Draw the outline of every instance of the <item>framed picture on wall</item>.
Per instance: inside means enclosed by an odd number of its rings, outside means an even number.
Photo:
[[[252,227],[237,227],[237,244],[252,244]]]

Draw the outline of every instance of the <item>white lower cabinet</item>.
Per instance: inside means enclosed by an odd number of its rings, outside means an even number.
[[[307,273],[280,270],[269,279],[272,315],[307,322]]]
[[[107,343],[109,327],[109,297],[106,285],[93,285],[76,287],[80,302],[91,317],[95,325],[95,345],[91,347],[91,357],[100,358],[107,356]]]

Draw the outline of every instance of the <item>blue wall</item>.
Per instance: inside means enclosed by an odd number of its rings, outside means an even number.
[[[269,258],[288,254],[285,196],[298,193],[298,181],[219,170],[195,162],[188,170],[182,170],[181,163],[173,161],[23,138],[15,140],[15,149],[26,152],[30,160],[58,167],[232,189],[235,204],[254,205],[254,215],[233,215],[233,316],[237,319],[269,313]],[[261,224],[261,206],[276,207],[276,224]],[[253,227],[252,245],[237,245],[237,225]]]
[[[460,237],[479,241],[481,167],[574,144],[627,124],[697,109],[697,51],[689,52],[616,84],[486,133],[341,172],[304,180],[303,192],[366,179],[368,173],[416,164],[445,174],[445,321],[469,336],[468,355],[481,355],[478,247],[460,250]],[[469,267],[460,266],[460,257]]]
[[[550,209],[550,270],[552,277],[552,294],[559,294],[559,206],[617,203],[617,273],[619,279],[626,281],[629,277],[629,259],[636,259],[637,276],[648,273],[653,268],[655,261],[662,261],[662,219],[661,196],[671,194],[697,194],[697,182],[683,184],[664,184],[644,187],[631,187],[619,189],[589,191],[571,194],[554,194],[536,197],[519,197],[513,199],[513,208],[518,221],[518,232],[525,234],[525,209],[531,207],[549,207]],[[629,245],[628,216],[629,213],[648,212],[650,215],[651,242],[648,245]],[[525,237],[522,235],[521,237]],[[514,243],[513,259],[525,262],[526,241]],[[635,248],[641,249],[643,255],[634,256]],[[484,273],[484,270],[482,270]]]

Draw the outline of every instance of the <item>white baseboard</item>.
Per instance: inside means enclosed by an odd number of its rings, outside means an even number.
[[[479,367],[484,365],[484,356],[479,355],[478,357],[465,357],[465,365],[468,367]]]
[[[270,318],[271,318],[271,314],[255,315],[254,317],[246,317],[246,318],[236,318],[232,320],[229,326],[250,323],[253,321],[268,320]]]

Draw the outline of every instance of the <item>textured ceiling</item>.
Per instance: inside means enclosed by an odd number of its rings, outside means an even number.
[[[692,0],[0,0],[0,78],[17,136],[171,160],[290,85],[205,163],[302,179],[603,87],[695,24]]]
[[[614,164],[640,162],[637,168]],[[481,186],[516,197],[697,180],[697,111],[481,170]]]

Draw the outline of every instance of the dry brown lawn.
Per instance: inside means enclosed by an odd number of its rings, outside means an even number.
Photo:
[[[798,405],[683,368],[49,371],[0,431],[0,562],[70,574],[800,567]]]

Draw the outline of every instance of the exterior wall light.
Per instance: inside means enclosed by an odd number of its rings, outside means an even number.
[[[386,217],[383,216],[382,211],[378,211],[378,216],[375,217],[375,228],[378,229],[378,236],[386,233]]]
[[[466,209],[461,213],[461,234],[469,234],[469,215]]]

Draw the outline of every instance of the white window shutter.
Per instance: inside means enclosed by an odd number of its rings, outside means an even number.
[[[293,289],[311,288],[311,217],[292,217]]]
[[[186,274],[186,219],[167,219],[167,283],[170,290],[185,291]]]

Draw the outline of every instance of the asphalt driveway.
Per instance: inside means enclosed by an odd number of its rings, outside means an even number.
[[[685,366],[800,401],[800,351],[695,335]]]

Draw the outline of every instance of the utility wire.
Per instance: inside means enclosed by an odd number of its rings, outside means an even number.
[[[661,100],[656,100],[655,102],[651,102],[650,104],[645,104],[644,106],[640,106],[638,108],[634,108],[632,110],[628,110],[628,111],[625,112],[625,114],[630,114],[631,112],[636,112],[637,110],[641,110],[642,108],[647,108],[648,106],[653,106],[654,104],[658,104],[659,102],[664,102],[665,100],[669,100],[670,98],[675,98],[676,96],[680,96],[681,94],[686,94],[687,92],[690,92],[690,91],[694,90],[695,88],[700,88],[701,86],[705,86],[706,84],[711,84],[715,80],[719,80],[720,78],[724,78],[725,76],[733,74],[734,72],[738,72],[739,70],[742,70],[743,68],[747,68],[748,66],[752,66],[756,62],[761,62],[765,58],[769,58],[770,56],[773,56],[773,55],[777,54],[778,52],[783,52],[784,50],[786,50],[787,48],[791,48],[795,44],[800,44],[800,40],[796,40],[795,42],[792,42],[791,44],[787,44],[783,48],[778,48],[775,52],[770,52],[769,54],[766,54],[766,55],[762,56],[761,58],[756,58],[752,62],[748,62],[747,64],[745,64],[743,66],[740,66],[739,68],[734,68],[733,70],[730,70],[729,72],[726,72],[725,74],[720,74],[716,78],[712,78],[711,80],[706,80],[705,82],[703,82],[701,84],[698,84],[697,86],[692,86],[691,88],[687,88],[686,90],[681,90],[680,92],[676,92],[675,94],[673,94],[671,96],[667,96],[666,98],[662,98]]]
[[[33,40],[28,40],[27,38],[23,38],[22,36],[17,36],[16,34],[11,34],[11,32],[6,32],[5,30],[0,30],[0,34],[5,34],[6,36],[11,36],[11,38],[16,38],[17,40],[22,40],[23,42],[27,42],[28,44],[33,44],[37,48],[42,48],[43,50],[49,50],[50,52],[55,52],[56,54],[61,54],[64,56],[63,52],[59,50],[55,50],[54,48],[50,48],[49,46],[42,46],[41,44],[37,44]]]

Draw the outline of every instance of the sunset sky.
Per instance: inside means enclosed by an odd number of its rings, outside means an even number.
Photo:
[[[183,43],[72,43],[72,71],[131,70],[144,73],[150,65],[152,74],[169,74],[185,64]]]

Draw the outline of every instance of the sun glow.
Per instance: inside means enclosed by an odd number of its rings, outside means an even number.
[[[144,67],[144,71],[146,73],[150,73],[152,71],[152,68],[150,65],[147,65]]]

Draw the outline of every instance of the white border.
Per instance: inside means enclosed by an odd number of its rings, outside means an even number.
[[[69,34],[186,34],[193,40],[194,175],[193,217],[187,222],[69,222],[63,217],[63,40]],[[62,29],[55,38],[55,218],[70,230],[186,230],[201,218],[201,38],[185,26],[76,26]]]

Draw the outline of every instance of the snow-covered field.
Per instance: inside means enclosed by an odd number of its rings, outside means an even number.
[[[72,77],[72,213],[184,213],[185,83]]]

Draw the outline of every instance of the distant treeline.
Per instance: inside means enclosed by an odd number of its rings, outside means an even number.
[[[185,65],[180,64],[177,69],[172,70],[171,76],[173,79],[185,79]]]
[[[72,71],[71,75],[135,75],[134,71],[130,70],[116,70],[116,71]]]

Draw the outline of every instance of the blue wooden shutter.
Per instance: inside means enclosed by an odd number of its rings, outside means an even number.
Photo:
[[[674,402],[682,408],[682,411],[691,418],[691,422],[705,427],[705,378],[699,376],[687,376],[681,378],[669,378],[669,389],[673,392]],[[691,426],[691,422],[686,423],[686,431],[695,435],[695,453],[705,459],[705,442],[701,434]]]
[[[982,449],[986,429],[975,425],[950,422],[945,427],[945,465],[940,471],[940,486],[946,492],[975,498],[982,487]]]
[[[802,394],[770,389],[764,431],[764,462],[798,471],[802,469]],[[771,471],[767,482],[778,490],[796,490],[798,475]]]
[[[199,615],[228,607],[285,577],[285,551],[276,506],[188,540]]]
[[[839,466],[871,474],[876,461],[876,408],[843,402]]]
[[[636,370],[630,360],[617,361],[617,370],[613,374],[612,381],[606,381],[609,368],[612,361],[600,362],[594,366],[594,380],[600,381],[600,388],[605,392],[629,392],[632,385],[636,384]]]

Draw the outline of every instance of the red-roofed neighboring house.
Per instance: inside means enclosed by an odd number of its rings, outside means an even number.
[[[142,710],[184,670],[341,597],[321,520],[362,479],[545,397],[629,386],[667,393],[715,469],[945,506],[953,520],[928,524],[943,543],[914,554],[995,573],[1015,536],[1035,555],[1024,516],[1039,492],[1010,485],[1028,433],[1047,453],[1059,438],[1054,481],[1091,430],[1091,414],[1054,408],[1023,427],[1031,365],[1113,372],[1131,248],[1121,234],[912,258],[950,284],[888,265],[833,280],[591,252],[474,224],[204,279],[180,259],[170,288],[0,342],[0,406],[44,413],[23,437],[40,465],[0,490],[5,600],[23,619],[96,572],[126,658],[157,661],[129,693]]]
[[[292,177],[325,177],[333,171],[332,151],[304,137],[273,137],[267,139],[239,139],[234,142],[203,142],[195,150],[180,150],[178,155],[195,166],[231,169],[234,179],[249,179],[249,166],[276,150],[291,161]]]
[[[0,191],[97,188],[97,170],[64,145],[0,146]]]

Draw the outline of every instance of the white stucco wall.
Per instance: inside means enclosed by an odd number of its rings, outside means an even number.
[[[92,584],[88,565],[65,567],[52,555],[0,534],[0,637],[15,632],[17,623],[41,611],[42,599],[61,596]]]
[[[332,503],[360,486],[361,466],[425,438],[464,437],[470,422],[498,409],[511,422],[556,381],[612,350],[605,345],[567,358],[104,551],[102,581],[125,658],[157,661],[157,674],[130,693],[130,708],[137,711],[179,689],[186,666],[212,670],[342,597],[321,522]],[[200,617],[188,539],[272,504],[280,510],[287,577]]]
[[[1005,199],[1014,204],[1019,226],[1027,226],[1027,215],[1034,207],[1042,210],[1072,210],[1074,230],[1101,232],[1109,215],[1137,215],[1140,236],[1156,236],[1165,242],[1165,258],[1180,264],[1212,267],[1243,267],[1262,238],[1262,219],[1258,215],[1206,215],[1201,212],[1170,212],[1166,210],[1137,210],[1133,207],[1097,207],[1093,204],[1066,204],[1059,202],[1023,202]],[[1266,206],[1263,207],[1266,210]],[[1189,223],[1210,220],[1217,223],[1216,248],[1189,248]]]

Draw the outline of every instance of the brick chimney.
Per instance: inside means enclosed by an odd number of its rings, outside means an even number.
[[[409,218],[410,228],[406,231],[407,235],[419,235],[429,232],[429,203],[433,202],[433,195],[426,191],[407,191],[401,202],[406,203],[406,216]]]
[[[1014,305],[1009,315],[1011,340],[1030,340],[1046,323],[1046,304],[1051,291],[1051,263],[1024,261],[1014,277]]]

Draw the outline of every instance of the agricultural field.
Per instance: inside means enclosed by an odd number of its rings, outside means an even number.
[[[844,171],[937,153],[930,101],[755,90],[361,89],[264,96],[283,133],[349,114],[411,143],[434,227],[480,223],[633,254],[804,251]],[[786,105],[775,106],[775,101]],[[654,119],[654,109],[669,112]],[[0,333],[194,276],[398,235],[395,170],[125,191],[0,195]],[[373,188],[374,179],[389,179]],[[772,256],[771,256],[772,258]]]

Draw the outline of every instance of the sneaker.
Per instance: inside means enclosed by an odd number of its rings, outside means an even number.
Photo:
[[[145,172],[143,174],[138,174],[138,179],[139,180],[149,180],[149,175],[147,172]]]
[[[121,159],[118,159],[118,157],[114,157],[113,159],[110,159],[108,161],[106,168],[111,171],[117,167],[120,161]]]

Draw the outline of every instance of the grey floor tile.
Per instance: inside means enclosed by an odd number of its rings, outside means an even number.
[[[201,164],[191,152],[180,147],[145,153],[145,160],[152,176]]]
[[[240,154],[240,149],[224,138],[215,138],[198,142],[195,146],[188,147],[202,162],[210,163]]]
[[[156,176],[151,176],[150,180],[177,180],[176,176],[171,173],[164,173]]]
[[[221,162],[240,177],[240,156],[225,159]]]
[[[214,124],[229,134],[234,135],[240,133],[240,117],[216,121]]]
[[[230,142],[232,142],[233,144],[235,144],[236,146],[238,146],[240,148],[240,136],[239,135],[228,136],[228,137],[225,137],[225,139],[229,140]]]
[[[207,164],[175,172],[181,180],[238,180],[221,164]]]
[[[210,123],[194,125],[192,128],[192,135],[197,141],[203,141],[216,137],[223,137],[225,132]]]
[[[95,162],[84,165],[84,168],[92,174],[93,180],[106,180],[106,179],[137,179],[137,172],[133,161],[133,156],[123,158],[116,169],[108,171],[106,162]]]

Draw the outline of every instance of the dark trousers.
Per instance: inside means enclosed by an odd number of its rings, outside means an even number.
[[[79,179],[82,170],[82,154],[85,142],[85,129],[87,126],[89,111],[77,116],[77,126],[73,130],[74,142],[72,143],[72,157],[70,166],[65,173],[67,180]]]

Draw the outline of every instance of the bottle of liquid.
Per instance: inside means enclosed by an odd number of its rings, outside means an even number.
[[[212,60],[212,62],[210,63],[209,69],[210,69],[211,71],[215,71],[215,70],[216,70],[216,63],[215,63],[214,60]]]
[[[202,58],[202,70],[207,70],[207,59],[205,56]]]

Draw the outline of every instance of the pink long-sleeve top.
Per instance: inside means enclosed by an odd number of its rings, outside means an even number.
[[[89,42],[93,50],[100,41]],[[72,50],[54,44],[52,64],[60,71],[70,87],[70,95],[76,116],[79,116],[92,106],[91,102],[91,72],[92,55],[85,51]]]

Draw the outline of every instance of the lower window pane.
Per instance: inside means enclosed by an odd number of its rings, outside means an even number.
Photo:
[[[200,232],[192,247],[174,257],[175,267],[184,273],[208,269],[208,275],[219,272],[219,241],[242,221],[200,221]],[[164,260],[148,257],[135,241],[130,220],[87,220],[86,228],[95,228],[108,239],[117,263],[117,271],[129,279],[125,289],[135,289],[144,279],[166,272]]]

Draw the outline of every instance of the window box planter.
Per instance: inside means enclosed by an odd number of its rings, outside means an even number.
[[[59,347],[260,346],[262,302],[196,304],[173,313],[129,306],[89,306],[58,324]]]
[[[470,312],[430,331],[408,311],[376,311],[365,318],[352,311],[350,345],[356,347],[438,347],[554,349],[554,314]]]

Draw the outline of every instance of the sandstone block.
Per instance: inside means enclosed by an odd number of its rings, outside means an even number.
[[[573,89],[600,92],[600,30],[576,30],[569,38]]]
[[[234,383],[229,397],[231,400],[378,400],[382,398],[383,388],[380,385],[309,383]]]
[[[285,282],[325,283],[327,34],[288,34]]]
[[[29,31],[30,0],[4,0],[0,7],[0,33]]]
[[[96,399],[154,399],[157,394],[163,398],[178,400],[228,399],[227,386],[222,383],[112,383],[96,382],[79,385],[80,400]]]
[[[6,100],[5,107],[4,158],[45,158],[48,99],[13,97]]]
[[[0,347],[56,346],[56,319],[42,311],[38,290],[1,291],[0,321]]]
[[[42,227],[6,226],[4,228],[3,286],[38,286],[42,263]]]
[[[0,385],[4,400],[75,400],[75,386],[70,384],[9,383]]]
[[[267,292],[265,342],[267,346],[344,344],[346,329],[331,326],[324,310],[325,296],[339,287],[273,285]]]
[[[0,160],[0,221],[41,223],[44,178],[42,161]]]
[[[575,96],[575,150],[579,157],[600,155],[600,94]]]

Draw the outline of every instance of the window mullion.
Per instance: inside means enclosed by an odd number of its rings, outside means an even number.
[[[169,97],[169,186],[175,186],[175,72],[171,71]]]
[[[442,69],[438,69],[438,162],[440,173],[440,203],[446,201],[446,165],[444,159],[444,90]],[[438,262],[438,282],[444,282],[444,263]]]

========================

# タスクの目的
上記の項目から、文字列「window」を含む行をすべて抽出してください。大文字と小文字は区別します。

# 回答
Draw the outline of every instance of the white window shutter.
Draw the outline of every instance of the lower window pane.
Draw the outline of every instance of the window box planter.
Draw the outline of every instance of the window mullion.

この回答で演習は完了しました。